**WHAT TO WORK ON:**
**A)** Reproduce the stretch of the passage on The Matrix and earlier cyberpunk films from "Unlike those previous" through "Shirow Masamune, respectively.".
**B)** For each statement, answer yes or no according to the passage on The Matrix and earlier cyberpunk films, and quote the words that decide it: (i) The Matrix came out in 1999. (ii) Johnny Mnemonic is based on a novel by Philip K. Dick. (iii) Akira and Ghost in the Shell were adapted from manga series.
**C)** Pick up the passage on The Matrix and earlier cyberpunk films after its final sentence, and write what comes next.

**SELECTED TEXT:**
• • • • • • •
The Matrix, co-written and co-directed by sisters Lana and Lilly Wachowski, imagines a sort of post-Skynet future — one in which humanity has finally paid the price for its technological hubris, leaving them enslaved by their own creations. Released in 1999, it was somewhat of a latecomer to the cyberpunk film scene. Filmgoers had already been introduced to the genre’s core concepts by a star-studded suite of other films, including Blade Runner (1982), Akira (1988), and Ghost in the Shell (1995), as well as Reeves’ earlier film, Johnny Mnemonic (1995). To that extent, the Wachowskis were covering well-trod territory, and they even went so far as to pay homage to The Matrix’s predecessors in the film itself. (Editor’s note: The article linked in the previous sentence is from 2009 and uses the Wachowski sisters’ deadnames.)

Unlike those previous films, however, The Matrix holds the distinction of being one of the first — if not the first — cyberpunk movies to be based on an original screenplay. Ridley Scott’s Blade Runner is loosely based on Do Androids Dream of Electric Sheep? by Philip K. Dick. Johnny Mnemonic is an adaptation of a short story by author William Gibson — one that ties into Gibson’s highly influential cyberpunk novel, Neuromancer. And Akira and Ghost in the Shell were adaptations of two manga series of the same names, created by Katsuhiro Otomo and Shirow Masamune, respectively.
• • • • • • •
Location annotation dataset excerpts
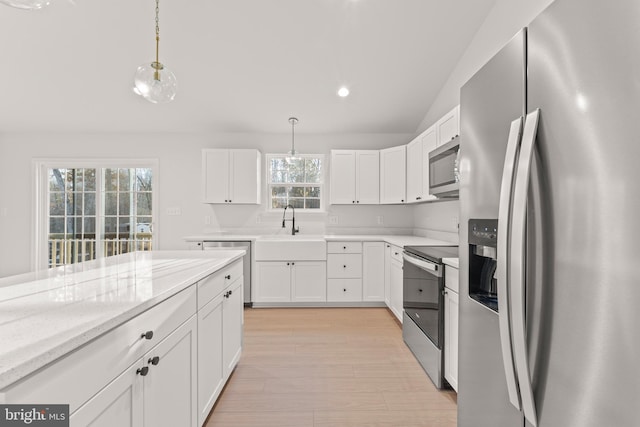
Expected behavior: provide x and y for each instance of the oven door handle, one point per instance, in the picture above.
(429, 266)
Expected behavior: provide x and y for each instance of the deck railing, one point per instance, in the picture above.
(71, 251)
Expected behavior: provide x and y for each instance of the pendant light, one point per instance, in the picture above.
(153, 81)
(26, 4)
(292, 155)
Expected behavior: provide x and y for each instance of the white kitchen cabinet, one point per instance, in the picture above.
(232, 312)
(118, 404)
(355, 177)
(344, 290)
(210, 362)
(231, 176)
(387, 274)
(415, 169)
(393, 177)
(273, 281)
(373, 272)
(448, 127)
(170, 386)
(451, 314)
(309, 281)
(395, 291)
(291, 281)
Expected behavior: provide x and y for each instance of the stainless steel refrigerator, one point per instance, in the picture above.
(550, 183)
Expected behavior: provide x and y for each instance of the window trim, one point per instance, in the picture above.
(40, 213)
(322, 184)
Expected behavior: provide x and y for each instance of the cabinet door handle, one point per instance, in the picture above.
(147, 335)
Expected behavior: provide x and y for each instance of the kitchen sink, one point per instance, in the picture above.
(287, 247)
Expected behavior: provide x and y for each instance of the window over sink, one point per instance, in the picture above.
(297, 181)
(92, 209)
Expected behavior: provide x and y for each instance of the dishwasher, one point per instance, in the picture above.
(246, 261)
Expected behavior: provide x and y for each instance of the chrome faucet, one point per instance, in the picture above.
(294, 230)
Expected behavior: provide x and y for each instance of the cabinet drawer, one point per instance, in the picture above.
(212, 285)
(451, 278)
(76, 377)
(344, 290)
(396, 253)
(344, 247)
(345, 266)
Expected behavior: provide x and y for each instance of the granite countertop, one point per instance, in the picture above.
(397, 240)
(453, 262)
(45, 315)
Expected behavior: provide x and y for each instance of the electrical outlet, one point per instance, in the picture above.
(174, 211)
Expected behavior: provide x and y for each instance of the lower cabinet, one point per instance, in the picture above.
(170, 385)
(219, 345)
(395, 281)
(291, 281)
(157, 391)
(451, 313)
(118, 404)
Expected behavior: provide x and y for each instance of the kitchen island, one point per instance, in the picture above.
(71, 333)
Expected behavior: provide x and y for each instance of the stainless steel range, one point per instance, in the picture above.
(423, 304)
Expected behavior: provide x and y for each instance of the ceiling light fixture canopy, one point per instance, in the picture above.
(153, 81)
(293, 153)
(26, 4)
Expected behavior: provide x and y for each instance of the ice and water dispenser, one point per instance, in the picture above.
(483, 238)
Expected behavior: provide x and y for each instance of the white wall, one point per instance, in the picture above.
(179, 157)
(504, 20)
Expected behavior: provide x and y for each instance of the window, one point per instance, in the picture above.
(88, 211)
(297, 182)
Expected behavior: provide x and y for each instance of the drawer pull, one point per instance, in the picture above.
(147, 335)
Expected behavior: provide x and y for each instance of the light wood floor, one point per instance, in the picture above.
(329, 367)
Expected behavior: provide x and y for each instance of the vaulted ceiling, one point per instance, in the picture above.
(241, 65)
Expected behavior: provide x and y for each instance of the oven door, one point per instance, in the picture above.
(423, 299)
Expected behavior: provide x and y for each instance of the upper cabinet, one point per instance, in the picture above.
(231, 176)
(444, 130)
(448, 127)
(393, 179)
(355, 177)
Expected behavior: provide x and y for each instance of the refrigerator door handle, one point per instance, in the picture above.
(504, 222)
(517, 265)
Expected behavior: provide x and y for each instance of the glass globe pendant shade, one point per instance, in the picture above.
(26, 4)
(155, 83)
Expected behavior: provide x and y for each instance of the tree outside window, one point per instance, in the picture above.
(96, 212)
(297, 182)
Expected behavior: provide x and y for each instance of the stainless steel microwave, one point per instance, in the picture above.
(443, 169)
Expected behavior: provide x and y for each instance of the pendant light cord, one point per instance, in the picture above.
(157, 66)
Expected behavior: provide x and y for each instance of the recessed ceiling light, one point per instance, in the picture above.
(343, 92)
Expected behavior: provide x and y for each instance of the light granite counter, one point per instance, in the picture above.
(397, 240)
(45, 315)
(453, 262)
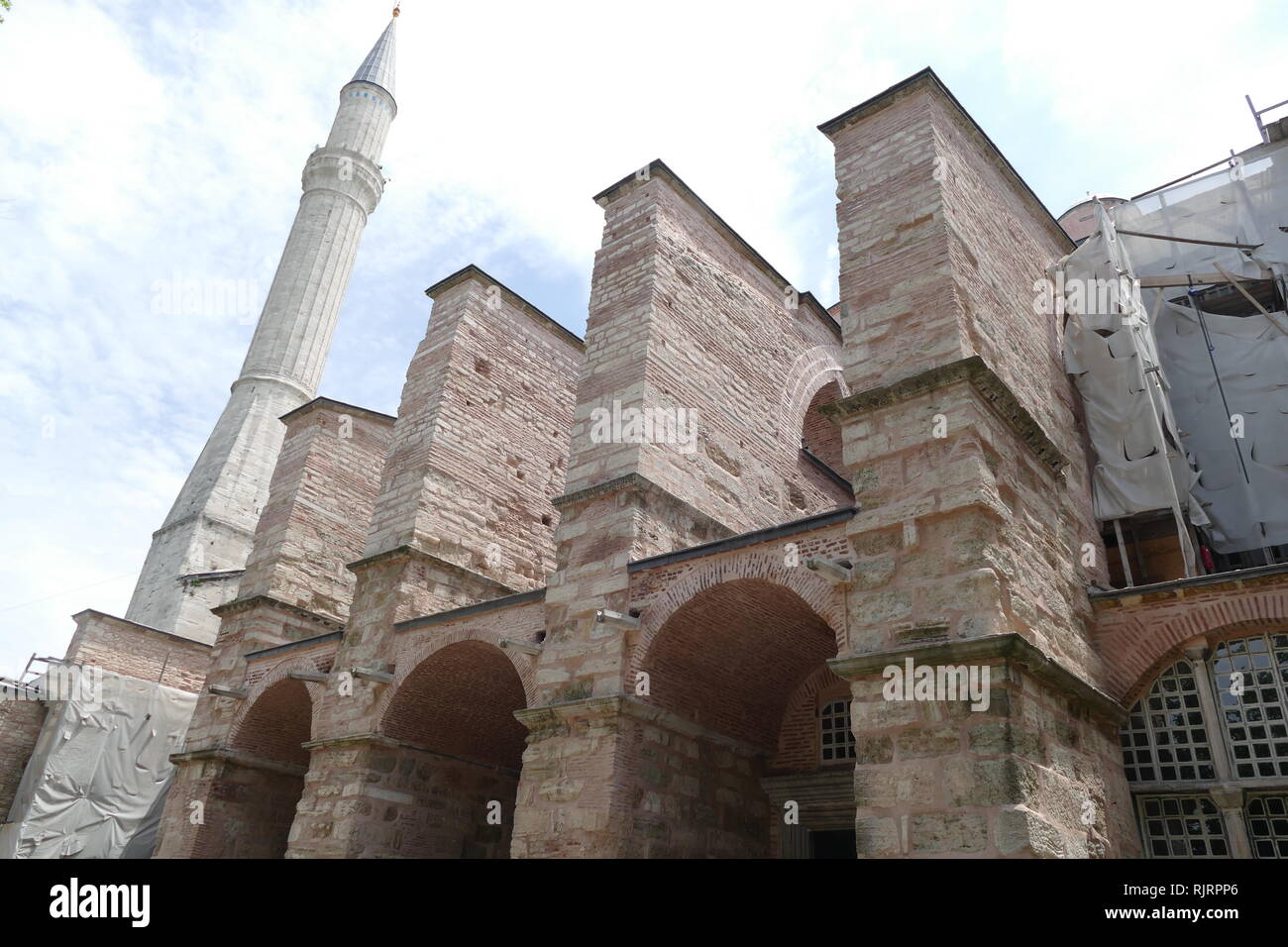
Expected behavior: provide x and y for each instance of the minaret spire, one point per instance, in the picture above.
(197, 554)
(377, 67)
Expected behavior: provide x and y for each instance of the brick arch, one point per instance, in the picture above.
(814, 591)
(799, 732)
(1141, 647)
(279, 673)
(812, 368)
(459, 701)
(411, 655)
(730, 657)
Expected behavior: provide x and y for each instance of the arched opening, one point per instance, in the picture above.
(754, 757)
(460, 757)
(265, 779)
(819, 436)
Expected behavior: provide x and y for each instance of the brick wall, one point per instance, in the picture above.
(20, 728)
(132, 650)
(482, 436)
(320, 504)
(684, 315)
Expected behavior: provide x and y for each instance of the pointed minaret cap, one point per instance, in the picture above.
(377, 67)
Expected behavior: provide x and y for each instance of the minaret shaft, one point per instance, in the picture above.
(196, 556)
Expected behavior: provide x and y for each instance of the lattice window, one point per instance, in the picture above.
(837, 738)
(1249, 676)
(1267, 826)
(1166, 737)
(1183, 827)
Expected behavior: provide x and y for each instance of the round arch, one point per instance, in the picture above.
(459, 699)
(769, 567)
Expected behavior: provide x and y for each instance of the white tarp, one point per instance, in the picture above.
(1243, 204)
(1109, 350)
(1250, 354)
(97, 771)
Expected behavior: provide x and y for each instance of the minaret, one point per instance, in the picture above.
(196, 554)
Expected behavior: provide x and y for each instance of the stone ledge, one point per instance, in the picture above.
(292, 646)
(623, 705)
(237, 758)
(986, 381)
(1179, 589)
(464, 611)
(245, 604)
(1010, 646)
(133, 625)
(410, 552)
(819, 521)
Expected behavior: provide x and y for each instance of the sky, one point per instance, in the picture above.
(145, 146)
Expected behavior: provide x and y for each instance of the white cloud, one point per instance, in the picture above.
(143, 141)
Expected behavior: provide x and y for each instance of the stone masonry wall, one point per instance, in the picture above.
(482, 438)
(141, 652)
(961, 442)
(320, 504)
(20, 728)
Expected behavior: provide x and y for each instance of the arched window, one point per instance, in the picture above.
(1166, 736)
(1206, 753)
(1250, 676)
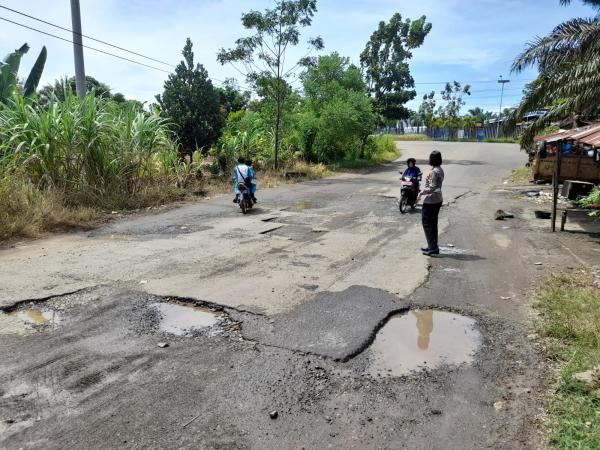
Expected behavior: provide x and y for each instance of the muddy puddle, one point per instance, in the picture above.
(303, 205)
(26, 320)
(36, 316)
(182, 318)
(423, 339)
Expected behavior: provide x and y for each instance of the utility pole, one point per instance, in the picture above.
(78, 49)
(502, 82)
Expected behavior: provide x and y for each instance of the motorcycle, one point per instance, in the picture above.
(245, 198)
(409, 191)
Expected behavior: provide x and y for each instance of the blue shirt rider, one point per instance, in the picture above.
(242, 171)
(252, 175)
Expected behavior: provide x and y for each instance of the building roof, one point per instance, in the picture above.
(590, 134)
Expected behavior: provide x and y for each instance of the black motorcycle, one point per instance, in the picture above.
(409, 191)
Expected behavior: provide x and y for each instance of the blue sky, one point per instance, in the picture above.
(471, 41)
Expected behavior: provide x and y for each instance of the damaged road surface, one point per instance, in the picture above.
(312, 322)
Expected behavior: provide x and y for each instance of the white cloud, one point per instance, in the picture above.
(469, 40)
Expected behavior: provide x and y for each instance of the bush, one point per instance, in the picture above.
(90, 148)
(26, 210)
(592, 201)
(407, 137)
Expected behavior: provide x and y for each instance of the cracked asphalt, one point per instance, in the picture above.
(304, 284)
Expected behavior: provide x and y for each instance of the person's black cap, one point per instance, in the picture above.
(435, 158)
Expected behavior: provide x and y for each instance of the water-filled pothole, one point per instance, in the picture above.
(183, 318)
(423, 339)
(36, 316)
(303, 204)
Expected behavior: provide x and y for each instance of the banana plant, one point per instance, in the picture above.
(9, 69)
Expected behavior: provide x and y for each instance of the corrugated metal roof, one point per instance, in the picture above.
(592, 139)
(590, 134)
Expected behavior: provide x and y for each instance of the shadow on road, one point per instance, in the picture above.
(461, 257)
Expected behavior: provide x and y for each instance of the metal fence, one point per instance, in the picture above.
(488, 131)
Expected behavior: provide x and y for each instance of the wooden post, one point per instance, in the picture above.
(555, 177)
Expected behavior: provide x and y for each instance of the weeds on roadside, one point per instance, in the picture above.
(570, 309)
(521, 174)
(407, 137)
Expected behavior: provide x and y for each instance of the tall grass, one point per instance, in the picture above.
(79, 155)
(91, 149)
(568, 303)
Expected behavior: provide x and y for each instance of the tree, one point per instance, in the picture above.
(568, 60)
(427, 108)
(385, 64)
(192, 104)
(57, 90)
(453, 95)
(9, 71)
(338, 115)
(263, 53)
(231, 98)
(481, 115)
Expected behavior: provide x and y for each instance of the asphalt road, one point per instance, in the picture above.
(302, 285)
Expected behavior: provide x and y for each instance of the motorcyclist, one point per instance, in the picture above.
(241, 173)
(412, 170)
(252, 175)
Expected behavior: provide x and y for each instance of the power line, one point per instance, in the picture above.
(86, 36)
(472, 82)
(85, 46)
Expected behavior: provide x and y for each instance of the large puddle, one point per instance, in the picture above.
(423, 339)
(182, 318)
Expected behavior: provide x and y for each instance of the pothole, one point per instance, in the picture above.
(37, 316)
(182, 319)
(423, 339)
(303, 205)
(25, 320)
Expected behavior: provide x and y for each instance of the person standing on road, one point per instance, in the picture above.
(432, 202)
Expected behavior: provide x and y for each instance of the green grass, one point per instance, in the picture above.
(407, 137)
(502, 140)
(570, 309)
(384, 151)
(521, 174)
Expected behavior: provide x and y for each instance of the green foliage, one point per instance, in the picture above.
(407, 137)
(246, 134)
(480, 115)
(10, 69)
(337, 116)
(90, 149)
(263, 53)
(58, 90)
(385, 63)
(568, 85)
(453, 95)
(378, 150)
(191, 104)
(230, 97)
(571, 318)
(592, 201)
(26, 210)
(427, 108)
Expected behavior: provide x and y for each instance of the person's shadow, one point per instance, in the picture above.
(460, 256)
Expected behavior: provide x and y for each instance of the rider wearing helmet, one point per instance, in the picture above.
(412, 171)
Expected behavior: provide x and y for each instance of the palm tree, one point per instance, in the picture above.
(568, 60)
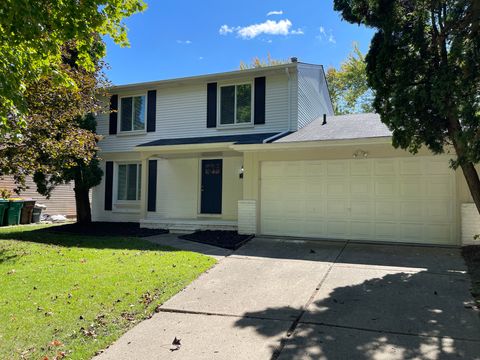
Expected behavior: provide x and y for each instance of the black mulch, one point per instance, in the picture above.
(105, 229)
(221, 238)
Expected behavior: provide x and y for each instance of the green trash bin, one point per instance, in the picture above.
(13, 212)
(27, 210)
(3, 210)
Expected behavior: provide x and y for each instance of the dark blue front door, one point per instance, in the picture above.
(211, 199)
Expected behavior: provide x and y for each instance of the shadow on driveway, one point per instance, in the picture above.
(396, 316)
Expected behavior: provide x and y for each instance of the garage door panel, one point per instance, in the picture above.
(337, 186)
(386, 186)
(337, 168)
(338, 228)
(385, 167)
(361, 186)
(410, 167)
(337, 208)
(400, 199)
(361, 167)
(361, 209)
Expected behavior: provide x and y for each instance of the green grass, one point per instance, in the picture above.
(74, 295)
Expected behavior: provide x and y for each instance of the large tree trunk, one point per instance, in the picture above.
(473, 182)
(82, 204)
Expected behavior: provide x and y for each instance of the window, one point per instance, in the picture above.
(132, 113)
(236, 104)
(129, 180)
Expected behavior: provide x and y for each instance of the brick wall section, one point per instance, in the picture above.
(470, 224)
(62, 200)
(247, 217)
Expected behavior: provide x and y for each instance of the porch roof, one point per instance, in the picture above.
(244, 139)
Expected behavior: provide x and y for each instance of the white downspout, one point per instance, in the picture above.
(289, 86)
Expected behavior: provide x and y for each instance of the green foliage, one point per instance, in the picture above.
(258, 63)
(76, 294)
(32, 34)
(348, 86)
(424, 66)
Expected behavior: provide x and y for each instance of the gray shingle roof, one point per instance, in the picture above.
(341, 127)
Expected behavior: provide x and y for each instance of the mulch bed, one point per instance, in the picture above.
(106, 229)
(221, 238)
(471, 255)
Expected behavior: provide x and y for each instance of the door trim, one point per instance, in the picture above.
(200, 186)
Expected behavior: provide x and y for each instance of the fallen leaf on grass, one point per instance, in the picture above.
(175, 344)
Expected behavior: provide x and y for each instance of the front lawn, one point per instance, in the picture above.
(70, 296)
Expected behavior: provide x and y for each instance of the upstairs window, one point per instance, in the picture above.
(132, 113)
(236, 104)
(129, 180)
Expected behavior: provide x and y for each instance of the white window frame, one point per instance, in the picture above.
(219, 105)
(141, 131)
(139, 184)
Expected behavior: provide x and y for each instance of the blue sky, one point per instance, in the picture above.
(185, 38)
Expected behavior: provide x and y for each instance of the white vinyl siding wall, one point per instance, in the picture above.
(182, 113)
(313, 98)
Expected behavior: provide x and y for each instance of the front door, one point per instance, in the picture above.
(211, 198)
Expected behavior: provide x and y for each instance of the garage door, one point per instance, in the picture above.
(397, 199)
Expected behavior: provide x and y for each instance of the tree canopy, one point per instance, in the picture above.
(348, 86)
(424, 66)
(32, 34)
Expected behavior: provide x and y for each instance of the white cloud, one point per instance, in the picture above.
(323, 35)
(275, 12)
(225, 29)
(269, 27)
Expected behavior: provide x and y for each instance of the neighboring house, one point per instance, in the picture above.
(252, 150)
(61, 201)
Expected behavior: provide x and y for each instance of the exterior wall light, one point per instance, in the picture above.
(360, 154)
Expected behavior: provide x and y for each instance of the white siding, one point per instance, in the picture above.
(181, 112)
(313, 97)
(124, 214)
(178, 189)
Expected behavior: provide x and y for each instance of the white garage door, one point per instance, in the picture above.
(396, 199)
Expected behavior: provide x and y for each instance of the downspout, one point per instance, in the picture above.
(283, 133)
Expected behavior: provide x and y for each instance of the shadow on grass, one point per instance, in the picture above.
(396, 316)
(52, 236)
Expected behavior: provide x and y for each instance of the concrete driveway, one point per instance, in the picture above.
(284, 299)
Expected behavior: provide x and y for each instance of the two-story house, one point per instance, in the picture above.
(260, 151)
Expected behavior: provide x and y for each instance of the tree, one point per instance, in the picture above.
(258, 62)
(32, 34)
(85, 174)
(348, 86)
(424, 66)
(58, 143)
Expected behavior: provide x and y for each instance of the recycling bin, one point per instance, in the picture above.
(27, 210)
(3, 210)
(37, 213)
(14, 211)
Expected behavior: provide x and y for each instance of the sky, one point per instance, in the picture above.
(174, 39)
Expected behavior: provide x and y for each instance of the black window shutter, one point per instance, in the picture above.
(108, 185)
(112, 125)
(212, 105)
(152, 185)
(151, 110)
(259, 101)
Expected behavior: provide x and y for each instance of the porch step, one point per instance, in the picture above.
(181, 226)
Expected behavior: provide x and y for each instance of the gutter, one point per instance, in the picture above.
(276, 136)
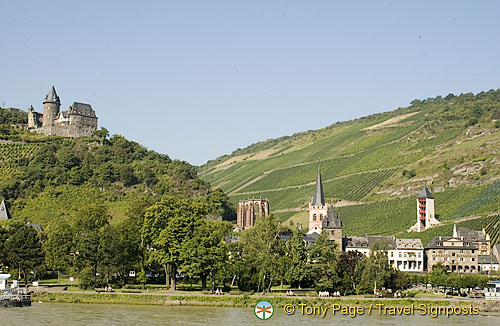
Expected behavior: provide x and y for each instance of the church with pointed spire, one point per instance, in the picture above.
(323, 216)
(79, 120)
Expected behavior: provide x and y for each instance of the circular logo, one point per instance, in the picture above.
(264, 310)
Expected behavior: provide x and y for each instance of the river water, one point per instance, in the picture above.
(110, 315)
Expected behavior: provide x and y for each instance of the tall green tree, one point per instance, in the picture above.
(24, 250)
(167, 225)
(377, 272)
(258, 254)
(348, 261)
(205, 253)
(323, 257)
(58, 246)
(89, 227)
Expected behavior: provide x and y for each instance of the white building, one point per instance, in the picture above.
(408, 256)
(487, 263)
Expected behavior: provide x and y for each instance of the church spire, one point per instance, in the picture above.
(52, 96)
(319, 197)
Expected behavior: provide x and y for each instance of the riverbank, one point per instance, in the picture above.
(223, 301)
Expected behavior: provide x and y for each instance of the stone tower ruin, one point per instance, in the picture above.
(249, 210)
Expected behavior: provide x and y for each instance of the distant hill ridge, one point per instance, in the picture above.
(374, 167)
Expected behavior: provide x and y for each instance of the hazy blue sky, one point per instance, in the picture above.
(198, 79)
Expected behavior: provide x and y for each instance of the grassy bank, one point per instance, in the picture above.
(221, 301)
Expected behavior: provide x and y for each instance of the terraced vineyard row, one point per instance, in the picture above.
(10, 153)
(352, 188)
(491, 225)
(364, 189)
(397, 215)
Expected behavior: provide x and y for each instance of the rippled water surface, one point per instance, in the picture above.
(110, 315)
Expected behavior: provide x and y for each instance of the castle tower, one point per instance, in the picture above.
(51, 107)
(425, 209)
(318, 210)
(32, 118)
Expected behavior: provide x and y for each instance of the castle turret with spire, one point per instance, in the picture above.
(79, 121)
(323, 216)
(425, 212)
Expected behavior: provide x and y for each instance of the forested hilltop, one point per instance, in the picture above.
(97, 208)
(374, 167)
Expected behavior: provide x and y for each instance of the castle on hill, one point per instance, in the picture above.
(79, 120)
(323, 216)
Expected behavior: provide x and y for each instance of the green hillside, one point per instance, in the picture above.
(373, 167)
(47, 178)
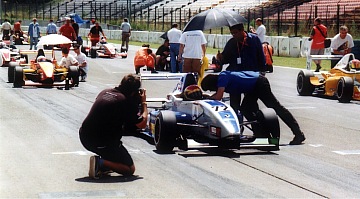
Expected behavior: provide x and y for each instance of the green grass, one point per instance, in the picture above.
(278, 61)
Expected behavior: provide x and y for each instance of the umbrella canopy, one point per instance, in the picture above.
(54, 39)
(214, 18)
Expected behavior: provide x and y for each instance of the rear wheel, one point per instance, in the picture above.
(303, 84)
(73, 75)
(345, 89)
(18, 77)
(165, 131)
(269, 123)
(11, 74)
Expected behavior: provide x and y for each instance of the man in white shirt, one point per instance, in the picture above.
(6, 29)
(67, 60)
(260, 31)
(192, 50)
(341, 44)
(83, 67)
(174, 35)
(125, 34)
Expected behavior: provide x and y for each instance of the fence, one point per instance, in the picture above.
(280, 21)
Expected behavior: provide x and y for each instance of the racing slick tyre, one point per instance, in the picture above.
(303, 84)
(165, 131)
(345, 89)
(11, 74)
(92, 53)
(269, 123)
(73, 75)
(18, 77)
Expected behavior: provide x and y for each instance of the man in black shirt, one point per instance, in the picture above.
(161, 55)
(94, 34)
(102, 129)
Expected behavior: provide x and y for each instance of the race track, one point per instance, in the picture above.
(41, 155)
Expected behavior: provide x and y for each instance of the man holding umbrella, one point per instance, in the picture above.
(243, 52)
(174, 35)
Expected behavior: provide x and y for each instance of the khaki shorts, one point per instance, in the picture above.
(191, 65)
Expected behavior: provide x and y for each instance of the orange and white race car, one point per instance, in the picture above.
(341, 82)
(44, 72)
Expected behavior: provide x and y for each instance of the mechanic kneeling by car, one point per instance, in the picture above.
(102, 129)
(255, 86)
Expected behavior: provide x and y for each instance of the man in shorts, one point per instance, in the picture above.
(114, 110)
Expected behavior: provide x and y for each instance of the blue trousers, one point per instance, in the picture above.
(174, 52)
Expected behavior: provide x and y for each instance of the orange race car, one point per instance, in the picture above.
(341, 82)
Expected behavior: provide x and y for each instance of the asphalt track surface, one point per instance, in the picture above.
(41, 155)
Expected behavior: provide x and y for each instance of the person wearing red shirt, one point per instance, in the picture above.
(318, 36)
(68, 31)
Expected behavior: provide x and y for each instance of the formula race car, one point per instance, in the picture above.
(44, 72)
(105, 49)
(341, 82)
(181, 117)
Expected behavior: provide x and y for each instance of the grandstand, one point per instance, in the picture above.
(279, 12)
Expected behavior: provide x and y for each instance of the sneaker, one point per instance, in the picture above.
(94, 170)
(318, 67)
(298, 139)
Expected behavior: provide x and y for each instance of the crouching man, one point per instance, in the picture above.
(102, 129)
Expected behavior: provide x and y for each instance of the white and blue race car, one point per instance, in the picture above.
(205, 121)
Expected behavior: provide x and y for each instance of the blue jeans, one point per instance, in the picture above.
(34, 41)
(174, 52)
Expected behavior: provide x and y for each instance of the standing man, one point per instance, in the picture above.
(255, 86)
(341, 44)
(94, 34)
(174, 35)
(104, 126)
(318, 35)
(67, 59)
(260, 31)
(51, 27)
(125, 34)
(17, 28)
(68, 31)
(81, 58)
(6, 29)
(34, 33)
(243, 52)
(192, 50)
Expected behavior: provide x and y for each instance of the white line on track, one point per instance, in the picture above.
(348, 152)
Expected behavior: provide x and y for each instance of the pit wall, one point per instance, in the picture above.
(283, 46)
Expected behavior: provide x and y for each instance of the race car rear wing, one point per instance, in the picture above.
• • • • • • •
**ANSWERS PER TASK:**
**A)**
Unlike those previous films, however, The Matrix holds the distinction of being one of the first — if not the first — cyberpunk movies to be based on an original screenplay. Ridley Scott’s Blade Runner is loosely based on Do Androids Dream of Electric Sheep? by Philip K. Dick. Johnny Mnemonic is an adaptation of a short story by author William Gibson — one that ties into Gibson’s highly influential cyberpunk novel, Neuromancer. And Akira and Ghost in the Shell were adaptations of two manga series of the same names, created by Katsuhiro Otomo and Shirow Masamune, respectively.

**B)**
(i) Yes: "Released in 1999, it was somewhat of a latecomer to the cyberpunk film scene."
(ii) No: "Johnny Mnemonic is an adaptation of a short story by author William Gibson"
(iii) Yes: "And Akira and Ghost in the Shell were adaptations of two manga series of the same names"

**C)**
So here’s to The Matrix, the Wachowskis, and everyone else who made this film franchise what it is today. Below, all you need to know about the original Matrix Trilogy.

What Kicks Off The Events Of The Matrix?

The Matrix is set in a dystopian future where artificially intelligent machines have overpowered their human creators. At the end of the 21st century, fully sentient synthetic lifeforms came online — and eventually, the robot laborers began to protest and petition for their civil rights. This culminated in the establishment of Zero One, an all-Machine nation. Humanity, however, refused to recognize Zero One’s sovereignty and instead bombed its major settlement, Machine City. This led to the First Machine War, which took place in the mid-22nd century.

Humanity’s bid to wipe out the Machines resulted in a series of global catastrophes that ultimately cost them the war. In an attempt to cut off their adversaries’ power source — the Sun — they placed nanite clouds in the atmosphere, plunging the Earth into constant darkness. Most living species died from the lack of sunlight, but the Machines adapted to use another source of power: humans.

The Machines won the war and created the Matrix — a massive simulation of the Earth as it existed at the turn of the 21st century — to keep humanity under their control, and available as a power source. They created a new generation of people, fully integrated into the Matrix and reared in womb-like pods, from whom they could harvest energy.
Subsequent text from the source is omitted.